PROBLEM A
Show every line of the listing below that contains the string "running", with case counting.

PASSAGE GIVEN
Jonathan Pail
Lawyer and Lifelong Learner

Learning Humility

Illustration by Sivan Pail

When my daughter was born, I realized I had to change jobs. I was a “BigLaw” mergers and acquisitions lawyer, the kind of role that hijacks your life and devours all your time – every hour of every day, every day and every night, every weekday, every weekend, and every holiday. Forget about having dinner with your family or putting your child to bed; those are luxuries you can rarely afford. I enjoyed the challenge and was considered good at my job, but I wanted to be a good father too, and that meant I needed more time.

My plan was to become an in-house lawyer, a role that would be just as interesting but would have fewer side effects. The catch was that the positions I was looking for – those with challenging work, competitive pay, and the opportunity to grow – were very hard to come by. There are droves of talented attorneys scrambling for a very limited number of in-house opportunities at any given time. I had to find a way to stand out… but how?

AVAILABLE RECORDS
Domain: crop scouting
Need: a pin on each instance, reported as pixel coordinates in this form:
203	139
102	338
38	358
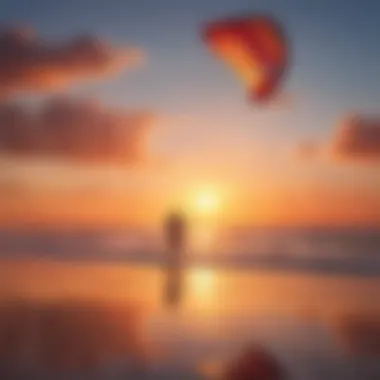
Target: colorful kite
255	47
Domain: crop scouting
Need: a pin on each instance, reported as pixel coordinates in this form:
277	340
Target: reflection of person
175	231
254	364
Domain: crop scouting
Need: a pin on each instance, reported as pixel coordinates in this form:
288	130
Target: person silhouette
175	233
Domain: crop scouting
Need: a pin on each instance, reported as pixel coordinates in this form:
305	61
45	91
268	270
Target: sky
189	130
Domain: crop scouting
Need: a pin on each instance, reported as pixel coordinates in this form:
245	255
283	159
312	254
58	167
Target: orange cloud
28	63
358	138
307	150
75	130
359	335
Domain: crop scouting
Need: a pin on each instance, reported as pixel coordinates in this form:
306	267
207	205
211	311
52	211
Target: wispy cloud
29	63
356	139
75	130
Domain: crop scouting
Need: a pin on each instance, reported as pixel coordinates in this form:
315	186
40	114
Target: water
320	321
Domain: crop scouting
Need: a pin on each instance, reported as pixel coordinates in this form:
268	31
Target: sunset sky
181	124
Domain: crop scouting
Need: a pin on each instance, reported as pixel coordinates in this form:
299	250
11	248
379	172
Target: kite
255	47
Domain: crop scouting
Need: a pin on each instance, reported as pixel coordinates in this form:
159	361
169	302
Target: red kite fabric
255	47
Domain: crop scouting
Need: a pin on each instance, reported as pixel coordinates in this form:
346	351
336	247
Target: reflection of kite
255	47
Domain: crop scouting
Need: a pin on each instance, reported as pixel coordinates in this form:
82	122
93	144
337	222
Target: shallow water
301	318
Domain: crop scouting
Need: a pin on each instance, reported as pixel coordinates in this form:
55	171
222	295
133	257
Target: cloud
359	335
358	138
74	130
28	63
308	150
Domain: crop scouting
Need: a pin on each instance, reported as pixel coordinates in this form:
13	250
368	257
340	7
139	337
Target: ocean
308	296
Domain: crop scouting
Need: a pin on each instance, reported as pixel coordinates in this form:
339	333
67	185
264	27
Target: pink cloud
358	138
75	130
29	63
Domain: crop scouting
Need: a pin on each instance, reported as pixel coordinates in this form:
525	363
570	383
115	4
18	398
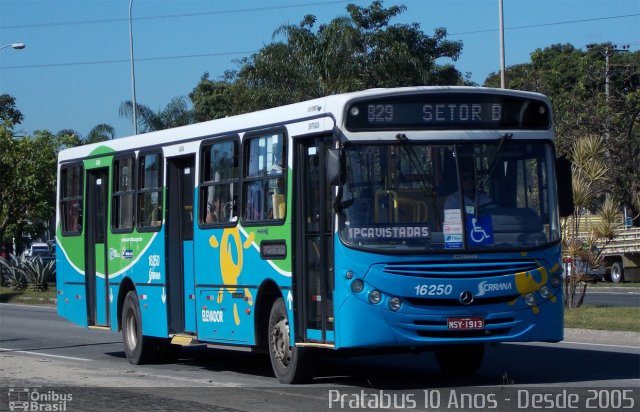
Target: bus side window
219	183
123	194
150	191
71	200
264	176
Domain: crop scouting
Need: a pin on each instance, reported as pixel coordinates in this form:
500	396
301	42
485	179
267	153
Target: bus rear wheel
460	360
288	362
139	349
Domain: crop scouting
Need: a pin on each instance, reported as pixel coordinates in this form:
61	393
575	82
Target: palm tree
100	133
175	114
589	172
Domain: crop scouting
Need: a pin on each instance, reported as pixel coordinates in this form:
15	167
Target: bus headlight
545	292
394	304
375	297
530	299
357	285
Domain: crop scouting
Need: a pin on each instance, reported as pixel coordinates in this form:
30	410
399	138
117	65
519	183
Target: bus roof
333	105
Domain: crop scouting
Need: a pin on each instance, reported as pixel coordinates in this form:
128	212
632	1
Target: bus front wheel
139	349
617	274
460	360
287	361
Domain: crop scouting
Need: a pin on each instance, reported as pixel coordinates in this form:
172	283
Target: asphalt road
38	349
612	296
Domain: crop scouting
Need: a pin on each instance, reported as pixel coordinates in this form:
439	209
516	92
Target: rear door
314	269
179	243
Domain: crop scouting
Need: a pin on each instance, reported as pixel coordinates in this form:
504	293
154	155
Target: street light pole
608	51
133	73
17	46
502	69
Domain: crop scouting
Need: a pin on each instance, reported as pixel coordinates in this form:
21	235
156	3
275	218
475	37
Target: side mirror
565	186
335	167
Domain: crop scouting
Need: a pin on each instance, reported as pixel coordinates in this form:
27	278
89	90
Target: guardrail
626	241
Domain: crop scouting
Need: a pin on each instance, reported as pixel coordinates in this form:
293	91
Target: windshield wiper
413	157
494	164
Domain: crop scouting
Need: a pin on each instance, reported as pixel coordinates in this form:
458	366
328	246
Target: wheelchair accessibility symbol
480	230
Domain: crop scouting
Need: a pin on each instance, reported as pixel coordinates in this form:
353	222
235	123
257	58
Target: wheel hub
280	342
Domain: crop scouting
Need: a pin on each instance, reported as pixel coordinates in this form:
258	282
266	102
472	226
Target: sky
76	71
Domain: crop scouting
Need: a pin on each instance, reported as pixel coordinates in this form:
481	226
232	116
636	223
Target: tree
9	114
100	133
574	80
175	114
27	190
359	51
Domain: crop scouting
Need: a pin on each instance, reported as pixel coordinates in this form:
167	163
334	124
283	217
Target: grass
614	285
603	318
8	295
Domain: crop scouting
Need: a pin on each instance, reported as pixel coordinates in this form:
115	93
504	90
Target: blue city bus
422	218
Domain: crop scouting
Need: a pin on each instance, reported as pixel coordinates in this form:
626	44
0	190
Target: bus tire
460	360
287	362
139	349
617	272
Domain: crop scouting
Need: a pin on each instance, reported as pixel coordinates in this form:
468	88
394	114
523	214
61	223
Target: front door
179	244
97	282
313	281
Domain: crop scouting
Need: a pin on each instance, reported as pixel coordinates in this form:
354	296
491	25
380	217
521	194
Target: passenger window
123	194
71	200
150	191
264	179
219	185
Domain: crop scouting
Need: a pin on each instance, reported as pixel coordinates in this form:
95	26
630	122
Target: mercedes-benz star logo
466	297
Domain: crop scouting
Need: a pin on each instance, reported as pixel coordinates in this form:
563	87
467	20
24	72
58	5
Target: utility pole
502	68
607	51
133	73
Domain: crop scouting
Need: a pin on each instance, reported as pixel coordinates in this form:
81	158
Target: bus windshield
463	196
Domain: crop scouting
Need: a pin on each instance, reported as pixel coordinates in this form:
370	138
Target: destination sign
448	111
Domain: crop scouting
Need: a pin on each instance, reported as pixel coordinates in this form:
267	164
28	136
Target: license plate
471	323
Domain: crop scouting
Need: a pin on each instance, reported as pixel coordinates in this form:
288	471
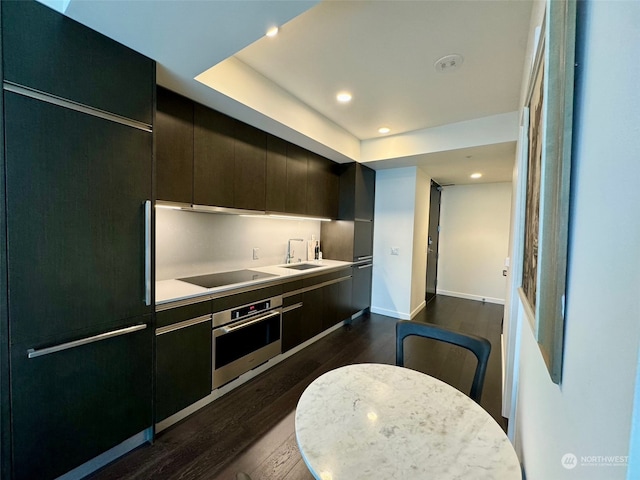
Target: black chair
480	347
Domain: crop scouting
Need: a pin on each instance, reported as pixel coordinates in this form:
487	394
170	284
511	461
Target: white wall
590	414
193	243
394	227
420	235
474	241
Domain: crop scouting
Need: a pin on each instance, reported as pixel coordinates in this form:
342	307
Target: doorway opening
432	241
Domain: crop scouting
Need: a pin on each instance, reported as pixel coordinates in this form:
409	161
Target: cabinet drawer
310	281
183	368
224	303
54	54
180	314
72	405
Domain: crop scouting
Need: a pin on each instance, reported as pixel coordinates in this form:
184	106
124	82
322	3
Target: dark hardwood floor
251	429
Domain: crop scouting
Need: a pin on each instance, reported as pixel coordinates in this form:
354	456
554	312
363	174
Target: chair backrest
480	347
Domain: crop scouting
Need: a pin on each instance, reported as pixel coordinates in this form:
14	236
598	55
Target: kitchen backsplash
194	243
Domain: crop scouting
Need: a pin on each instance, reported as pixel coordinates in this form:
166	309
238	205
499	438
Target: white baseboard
108	456
419	308
479	298
391	313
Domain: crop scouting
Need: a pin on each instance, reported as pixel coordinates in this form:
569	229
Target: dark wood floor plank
251	429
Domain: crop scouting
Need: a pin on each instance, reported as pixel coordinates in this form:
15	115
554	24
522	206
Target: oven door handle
250	322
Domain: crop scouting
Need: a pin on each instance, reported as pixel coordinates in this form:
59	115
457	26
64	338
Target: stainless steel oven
245	337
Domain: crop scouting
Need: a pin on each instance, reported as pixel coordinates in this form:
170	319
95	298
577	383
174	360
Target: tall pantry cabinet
76	324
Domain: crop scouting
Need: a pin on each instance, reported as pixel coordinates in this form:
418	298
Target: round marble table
372	421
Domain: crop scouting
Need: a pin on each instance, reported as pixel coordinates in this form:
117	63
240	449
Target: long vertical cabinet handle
147	252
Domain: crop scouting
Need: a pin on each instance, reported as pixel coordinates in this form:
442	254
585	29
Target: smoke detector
448	63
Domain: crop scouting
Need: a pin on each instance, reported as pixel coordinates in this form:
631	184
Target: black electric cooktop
226	278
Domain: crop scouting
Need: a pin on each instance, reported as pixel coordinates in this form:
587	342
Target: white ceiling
381	51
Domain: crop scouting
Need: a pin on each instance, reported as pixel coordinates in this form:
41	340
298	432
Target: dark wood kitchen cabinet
229	162
351	238
54	54
76	188
214	158
78	153
293	333
362	277
183	365
337	300
250	167
173	130
276	174
313	310
71	405
322	187
296	186
357	192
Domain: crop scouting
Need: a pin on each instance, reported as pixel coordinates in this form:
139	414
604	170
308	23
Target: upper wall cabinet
213	161
174	147
218	161
65	59
249	167
296	186
357	192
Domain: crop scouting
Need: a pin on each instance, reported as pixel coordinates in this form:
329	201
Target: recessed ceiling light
344	97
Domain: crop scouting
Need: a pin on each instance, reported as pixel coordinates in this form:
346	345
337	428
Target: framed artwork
550	120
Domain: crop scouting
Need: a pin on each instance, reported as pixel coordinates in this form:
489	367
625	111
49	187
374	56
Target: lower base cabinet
362	277
71	405
183	365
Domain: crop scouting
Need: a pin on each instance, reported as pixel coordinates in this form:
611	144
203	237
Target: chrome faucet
290	251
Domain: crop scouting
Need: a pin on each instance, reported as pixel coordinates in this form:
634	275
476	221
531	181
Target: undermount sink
303	266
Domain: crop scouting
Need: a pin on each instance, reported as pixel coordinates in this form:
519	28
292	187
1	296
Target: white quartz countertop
174	290
381	421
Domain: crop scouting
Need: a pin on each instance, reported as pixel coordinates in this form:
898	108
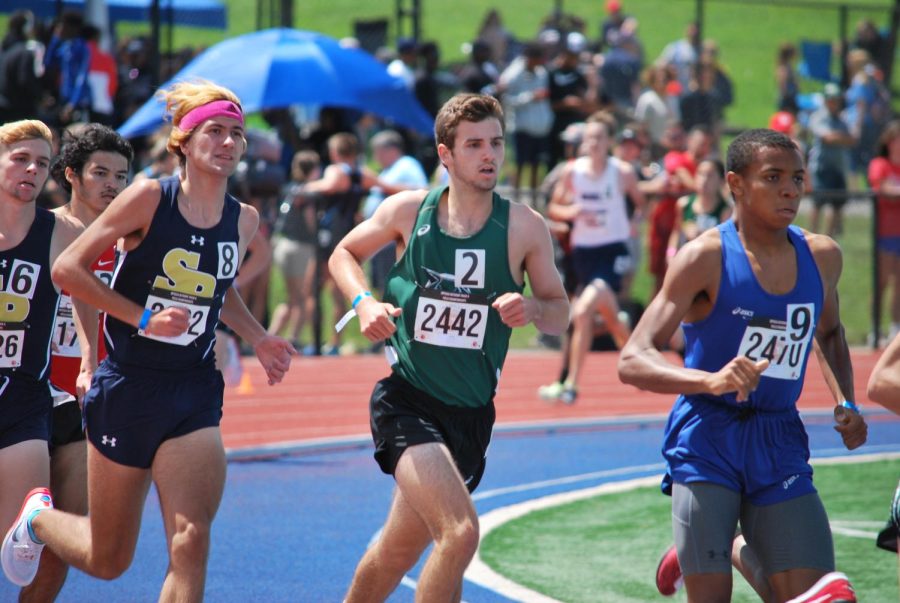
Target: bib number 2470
783	343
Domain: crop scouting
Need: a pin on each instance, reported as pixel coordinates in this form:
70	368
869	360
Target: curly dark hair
742	150
80	143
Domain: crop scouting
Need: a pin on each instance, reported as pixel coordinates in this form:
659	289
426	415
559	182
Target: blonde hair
183	97
25	129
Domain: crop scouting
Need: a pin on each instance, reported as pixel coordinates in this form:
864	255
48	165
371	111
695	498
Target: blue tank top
28	302
748	321
176	265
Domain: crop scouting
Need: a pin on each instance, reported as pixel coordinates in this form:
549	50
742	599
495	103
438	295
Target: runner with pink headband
219	108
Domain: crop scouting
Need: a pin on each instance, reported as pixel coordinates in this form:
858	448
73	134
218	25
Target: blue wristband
360	297
851	405
145	318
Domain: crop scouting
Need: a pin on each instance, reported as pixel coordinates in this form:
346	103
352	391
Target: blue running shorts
130	411
26	408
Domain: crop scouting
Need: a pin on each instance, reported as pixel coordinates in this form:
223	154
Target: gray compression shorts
787	535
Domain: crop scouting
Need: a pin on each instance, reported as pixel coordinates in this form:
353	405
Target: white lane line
479	573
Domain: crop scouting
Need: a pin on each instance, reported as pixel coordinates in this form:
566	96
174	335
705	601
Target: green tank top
449	342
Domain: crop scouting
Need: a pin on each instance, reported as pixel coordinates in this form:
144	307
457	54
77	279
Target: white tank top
606	219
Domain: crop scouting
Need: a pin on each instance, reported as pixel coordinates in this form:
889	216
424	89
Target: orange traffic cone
245	387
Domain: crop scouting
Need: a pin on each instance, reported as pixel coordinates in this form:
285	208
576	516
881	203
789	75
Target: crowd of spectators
312	178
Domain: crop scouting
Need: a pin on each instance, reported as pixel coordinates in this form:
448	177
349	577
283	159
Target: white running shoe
550	392
21	550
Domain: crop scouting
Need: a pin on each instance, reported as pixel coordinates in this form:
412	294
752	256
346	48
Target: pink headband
219	108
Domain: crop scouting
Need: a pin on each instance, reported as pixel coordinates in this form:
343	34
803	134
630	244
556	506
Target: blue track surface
293	528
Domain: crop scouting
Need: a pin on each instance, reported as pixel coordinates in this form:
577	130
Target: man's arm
131	212
832	342
393	218
561	207
693	273
274	353
548	308
884	383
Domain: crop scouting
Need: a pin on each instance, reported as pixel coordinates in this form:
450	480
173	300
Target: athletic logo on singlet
456	319
783	342
183	286
16	292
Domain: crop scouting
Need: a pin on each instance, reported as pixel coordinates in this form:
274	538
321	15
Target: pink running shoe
21	550
833	587
668	573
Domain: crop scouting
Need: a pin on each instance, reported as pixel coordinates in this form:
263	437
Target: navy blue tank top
748	321
176	265
28	303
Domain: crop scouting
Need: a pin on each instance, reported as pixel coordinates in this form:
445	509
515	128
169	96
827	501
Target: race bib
197	307
16	292
65	337
783	342
11	343
453	320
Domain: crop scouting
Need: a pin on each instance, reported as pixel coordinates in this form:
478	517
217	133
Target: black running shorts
402	416
887	538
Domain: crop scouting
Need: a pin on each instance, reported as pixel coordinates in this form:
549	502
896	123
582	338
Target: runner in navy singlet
92	166
751	295
156	401
30	239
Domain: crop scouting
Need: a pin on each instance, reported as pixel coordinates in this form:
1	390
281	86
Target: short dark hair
78	146
742	150
465	107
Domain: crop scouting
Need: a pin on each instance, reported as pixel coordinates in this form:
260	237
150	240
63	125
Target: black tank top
176	265
28	303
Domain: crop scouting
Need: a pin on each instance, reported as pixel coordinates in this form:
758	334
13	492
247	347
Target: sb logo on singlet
16	292
184	285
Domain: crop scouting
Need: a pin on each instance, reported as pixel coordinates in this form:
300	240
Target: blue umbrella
281	67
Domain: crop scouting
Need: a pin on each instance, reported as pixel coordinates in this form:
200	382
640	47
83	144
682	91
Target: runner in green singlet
451	301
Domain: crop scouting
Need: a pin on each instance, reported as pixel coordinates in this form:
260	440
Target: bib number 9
783	343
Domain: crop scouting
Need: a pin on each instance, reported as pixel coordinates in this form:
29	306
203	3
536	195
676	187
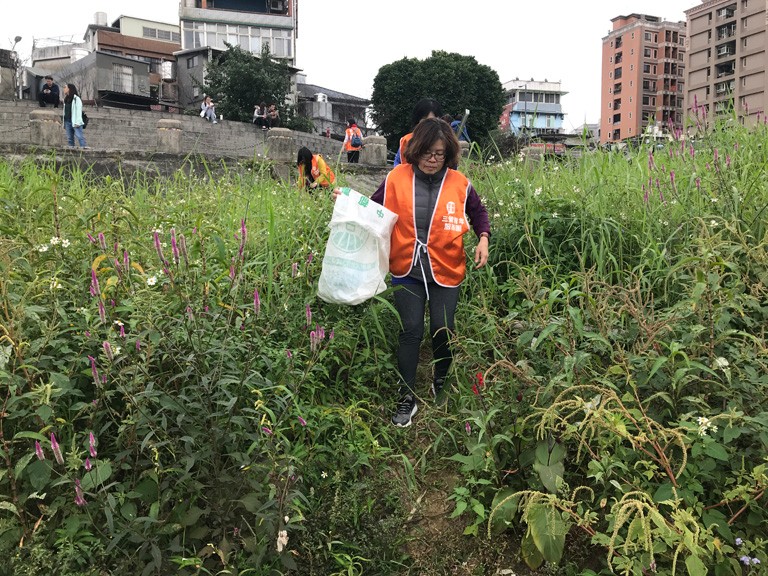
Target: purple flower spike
174	246
94	371
79	497
92	445
159	247
56	449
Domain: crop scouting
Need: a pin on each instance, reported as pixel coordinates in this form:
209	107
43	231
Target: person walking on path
425	108
435	205
313	170
49	93
353	141
73	116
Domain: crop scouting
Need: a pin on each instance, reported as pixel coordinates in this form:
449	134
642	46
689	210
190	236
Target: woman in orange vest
425	108
353	141
435	206
313	171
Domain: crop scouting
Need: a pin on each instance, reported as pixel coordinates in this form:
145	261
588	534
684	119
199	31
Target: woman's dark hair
426	134
423	108
304	158
72	93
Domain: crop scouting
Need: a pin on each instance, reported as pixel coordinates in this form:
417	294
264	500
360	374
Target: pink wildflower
56	449
39	451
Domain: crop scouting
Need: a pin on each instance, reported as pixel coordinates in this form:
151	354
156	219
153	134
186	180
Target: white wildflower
705	425
282	540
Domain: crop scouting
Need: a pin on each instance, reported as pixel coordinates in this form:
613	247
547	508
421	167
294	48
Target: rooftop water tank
77	53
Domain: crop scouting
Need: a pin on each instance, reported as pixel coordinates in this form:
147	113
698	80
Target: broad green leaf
549	475
716	450
548	531
695	566
503	510
530	553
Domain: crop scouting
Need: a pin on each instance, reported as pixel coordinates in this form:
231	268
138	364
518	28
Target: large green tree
237	81
458	82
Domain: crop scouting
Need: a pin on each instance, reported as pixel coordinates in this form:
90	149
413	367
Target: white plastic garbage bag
356	259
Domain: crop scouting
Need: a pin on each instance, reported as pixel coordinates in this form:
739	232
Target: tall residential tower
642	78
727	58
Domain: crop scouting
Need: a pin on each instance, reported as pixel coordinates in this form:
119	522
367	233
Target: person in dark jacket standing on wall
49	94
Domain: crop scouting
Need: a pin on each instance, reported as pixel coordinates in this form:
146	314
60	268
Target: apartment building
727	58
642	76
533	106
246	23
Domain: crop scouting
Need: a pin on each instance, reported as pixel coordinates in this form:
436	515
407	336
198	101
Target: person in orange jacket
353	142
436	206
313	171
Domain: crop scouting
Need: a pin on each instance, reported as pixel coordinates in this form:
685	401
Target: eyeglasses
436	155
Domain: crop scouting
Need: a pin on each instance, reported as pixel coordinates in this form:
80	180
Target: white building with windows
246	23
533	106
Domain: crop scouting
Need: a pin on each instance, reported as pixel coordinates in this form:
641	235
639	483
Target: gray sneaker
406	408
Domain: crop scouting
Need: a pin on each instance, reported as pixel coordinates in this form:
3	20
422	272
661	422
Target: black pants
411	302
49	98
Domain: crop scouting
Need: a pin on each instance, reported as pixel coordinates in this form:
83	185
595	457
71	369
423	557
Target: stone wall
113	129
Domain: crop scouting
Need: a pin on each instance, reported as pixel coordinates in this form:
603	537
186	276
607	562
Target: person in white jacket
73	116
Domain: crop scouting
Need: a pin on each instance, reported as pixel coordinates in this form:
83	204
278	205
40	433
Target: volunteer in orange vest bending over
435	206
313	171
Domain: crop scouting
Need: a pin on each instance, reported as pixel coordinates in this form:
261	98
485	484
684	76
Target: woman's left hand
481	252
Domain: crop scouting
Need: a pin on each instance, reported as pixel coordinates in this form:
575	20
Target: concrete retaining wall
26	124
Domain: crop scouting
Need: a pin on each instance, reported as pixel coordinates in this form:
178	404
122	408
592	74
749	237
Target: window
122	78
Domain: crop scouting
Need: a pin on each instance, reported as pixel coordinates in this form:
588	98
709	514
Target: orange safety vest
403	143
445	244
321	172
351	132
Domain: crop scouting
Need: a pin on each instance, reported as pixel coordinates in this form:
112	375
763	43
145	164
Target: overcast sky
342	44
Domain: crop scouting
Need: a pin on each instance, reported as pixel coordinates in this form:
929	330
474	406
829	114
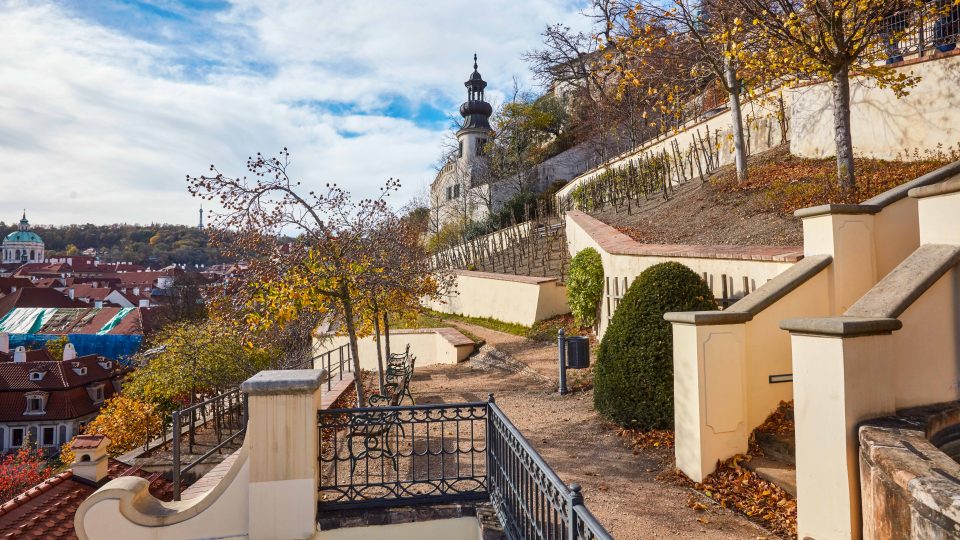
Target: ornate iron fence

PROBLEM B
Supply the next part of the essay about leaving BigLaw for an in-house job, starting after its last sentence above.

WRITTEN RESPONSE A
Target: blue running shorts
Target: white running shoe
Target: pink running shoe
Target: black running shorts

WRITTEN RESPONSE B
My wife and I were living in a tree-lined neighborhood in Brooklyn where, on warmer days, the bustle of kids playing in the streets and in the park nearby drifted up through the windows of our second-floor walkup like a gentle breeze. Right around the corner from our home, in a nondescript house sandwiched between a martial arts studio and a day care center, was the local Chabad. A young couple ran the place: the Rabbi was responsible for the shul on the top floor, and his wife, the Rebbetzin, headed up the preschool on the bottom floor. We were not an observant family and would not ordinarily mingle with the Orthodox crowd, but we did get to know the Rabbi and Rebbetzin when my wife decided to send our daughter to preschool there.[1]

They had us over one evening for Shabbat dinner when it occurred to me that the Rabbi, as a spiritual leader, would naturally be acquainted with people from all walks of life. Perhaps he knew someone who could help me find a job? This was a theory worth exploring, and so as the evening was winding down, I drew my chair up by the Rabbi and gave him my spiel over cake and tea. It turned out he did have a good contact for me: the general counsel of a large company in the city. “I learn with him on a weekly basis,” the Rabbi said. “After Shabbos, why don’t you email me your resume and I’ll connect the two of you.”

When I got home that night, I found myself thinking about this person. Anyone who could be the Rabbi’s havruta, or Torah learning partner – which is what the Rabbi seemed to imply about the nature of their relationship – must have command of the Tanakh, Mishna, Gemara and the Commentaries. After all, the Rabbi was at the top of his game in this field. I imagined this person as a Yeshivish type, perhaps even a rabbi himself. There are not many general counsels out there with a background like that – if nothing else, he’d surely have an interesting story to tell.

Within a few days I had him on the phone, and I wasted no time breaking the ice. “So,” I said, “I heard you and the Rabbi learn together. Is that right?”

There was silence on the other end.

Bad cell service, I thought. I gave it another shot, this time raising my voice and drawing out the words in an attempt to break through to the other side. “How is it like to learn with the Rabbi?”

“Well, actually… I go to a Torah class that the Rabbi teaches,” he said, perplexed.

Wait. What?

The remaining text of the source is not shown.